> **Tasks to perform**:
- a) In the computeDisc documentation, when subtract.vev=TRUE, how is the vev estimated?
- b) Continue the computeDisc documentation from the point where it stops.

> **Reading passage**:
Begin

R/computeDisc.R

In HISKP-LQCD/hadron: Analysis Framework for Monte Carlo Simulation Data in Physics

#' computes a disconnected correlation function from loops
#' 
#' The dimension of \code{cf$cf} and \code{cf$icf} must be \code{dim(Time, S, N)},
#' where \code{Time} is the time extent, \code{S} is the number of samples and
#' \code{N} the number of measurements (gauges). \code{cf2} is the same, but
#' needed only for cross-correlators.
#' 
#' If \code{subtract.vev=TRUE} the vev is estimated as the mean over all
#' gauges, samples and times available and subtracted from the original loop
#' data. (Same for \code{subtrac.vev2}.

End

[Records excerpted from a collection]
Begin

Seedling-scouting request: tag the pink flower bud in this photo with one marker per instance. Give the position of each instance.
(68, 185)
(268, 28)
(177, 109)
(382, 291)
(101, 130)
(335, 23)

End

> **Task-by-task results**:
- a) It is estimated as the mean over all gauges, samples and times available.

- b)
#' 
#' The correlation is computed such as to avoid correlation between equal
#' samples, unless \code{nrSamples} is equal to 1.
#' 
#' \code{cf} and \code{cf2} must agree in \code{Time}, number of gauges and number
#' of samples. Matching of gauges is assumed. If this is not the case results
#' are wrong.
#' 
#' @param cf loop data as produced by \code{readcmidisc} or
#' \code{readbinarydisc}.
#' @param cf2 second set of loop data as produced by \code{readcmidisc} or
#' \code{readbinarydisc}. This is needed for cross-correlators
#' @param real use the real part \code{cf$cf}, if set to \code{TRUE}, otherwise
#' the imaginary part \code{cf$icf}.
#' @param real2 use the real part \code{cf2$cf}, if set to \code{TRUE},
#' otherwise the imaginary part \code{cf2$icf}.
#' @param subtract.vev subtract a vacuum expectation value. It will be
#' estimated as mean over all samples, gauges and times available.
#' @param subtract.vev2 subtract a vacuum expectation value for the second set
#' of loops. It will be estimated as mean over all samples, gauges and times
#' available.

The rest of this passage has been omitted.